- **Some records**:
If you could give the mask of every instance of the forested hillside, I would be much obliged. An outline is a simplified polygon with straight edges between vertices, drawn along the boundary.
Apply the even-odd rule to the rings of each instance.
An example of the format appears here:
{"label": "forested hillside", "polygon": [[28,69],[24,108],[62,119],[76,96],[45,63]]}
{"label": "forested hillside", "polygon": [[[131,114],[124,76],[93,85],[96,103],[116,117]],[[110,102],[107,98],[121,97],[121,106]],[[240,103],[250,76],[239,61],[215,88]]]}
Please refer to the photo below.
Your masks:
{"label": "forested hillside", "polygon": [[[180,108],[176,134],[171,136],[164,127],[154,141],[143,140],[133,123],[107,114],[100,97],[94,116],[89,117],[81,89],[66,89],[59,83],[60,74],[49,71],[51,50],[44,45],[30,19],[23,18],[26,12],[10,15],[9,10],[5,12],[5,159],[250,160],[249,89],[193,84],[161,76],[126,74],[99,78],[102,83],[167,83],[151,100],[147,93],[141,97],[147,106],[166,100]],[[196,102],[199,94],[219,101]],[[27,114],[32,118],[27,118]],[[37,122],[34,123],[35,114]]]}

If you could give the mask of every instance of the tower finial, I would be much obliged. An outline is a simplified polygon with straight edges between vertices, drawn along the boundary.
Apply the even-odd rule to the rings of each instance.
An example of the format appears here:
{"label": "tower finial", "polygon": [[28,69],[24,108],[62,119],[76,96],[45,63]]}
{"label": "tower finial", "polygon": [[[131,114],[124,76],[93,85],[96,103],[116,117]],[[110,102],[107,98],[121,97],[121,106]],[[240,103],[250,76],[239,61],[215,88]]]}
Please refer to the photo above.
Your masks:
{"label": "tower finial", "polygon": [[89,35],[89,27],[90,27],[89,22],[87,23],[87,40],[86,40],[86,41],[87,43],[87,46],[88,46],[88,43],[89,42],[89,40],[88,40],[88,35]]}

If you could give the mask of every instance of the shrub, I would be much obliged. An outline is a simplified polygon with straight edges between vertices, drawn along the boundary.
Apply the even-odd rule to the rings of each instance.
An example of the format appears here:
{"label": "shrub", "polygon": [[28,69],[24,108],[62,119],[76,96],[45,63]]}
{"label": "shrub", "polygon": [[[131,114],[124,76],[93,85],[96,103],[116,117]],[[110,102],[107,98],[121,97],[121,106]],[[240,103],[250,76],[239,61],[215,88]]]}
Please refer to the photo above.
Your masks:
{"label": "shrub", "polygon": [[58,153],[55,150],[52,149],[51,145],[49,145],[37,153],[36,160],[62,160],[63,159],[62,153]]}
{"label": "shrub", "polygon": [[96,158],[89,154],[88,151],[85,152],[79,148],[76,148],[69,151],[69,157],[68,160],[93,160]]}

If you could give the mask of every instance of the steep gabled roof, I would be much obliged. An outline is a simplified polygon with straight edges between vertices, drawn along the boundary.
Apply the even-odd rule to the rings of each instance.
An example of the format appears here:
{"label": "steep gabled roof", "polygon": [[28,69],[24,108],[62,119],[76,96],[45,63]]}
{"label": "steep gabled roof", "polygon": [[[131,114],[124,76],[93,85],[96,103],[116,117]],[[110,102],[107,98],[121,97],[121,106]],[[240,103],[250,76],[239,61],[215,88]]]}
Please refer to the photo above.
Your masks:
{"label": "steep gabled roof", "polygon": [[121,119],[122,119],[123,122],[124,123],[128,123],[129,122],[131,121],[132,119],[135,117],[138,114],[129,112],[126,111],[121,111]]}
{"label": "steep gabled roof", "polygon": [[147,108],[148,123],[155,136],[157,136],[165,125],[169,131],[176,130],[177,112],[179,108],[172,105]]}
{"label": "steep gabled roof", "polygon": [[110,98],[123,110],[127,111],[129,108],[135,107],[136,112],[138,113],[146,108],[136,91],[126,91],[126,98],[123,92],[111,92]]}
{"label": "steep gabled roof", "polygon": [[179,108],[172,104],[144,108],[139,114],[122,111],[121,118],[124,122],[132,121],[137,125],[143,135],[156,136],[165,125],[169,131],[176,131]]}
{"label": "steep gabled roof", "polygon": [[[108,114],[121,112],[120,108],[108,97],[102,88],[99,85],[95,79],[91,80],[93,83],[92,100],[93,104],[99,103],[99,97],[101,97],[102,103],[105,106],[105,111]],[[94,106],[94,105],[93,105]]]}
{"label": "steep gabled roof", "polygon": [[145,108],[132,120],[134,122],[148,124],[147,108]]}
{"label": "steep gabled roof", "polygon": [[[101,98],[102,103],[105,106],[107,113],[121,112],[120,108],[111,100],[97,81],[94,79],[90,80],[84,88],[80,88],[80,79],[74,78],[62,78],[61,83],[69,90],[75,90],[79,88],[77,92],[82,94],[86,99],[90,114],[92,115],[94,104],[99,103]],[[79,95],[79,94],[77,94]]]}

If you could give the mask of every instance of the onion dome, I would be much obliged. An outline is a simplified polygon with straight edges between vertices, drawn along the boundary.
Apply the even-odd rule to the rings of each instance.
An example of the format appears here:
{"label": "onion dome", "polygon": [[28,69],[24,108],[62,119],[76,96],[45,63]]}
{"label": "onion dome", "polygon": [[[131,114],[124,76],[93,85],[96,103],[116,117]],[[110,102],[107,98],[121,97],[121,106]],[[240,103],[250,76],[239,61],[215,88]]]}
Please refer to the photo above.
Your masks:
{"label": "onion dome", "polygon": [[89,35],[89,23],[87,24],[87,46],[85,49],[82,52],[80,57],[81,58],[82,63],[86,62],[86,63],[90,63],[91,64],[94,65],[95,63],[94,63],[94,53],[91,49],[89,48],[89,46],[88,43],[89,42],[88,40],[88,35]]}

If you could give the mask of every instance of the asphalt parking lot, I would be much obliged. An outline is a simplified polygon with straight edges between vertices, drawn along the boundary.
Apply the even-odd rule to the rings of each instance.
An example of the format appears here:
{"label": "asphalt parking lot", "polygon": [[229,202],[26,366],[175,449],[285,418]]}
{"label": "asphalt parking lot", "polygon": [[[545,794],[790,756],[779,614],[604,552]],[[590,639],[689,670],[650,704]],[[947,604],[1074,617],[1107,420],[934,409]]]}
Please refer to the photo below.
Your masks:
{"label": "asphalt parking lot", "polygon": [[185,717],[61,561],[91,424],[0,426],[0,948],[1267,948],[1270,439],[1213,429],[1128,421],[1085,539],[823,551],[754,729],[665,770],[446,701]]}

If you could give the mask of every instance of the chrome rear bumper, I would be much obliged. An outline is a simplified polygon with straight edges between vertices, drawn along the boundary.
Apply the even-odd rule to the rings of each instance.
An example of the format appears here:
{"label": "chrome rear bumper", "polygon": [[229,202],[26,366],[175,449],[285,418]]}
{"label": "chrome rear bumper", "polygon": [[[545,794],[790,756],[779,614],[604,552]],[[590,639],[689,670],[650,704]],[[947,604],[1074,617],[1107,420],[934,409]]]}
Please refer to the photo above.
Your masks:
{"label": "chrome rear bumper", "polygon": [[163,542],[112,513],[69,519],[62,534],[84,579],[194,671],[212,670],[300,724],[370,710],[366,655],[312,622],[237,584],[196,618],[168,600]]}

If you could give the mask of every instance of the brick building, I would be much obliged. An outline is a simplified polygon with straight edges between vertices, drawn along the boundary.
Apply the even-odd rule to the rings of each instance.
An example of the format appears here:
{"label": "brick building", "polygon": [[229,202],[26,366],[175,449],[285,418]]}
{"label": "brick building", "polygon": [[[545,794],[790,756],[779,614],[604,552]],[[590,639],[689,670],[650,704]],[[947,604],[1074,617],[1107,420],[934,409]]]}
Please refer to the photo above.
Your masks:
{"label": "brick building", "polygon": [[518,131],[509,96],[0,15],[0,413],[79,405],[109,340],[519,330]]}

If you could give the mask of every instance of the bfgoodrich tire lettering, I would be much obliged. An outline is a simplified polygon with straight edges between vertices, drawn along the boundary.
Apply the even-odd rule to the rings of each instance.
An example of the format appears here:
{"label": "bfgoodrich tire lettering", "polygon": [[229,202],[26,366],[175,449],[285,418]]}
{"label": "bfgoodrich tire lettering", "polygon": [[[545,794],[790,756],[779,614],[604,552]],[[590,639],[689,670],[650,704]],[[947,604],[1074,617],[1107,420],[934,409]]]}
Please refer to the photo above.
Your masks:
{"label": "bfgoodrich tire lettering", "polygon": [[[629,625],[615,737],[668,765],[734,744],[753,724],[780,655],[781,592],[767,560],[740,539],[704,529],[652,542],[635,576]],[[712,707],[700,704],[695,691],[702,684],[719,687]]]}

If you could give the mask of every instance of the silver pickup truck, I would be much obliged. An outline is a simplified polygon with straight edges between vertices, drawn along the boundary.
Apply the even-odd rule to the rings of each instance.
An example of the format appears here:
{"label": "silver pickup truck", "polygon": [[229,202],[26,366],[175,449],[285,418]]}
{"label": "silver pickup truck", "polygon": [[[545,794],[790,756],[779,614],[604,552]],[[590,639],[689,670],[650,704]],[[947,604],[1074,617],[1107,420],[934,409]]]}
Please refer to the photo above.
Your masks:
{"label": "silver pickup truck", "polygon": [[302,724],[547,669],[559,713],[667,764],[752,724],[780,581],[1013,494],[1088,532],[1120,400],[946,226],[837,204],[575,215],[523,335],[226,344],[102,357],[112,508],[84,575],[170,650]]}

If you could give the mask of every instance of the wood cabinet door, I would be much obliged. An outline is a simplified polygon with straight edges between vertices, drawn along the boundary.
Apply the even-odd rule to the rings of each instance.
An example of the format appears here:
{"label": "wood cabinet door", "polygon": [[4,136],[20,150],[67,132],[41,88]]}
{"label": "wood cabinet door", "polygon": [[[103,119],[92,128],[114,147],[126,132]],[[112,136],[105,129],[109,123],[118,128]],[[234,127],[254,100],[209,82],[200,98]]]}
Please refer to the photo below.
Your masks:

- **Your task**: Copy the records verbatim, from the line containing "of the silver" through the end of the records.

- **Exercise solution**:
If you could give the mask of every instance of the silver pickup truck, I would be much obliged. An outline is a simplified polygon with straight edges between vertices, drawn along the boundary.
Apply the even-odd rule to the rings of each instance.
An example of the format appears here:
{"label": "silver pickup truck", "polygon": [[229,202],[26,366],[175,449],[285,418]]}
{"label": "silver pickup truck", "polygon": [[[545,794],[790,756],[779,614],[604,552]],[[590,639],[689,670],[650,704]],[[947,604],[1074,617],[1107,420],[934,409]]]}
Please refer to the photo above.
Your masks:
{"label": "silver pickup truck", "polygon": [[302,724],[547,669],[559,713],[667,764],[752,724],[780,581],[1013,494],[1088,532],[1120,400],[946,226],[837,204],[575,215],[523,335],[226,344],[102,357],[112,508],[84,575],[170,650]]}

If you could give the mask of every instance of the wood cabinet door, I would be much obliged. An outline is a simplified polygon with straight edges between vertices, drawn along the boundary.
Apply the even-odd rule to the rings of each instance.
An example of the format appears here:
{"label": "wood cabinet door", "polygon": [[4,136],[20,150],[67,132],[41,88]]}
{"label": "wood cabinet door", "polygon": [[[103,119],[92,128],[114,147],[126,132]],[[112,136],[105,129],[109,123],[118,128]],[[234,127],[254,100],[209,82],[200,98]]]}
Please refer to the photo below.
Your masks:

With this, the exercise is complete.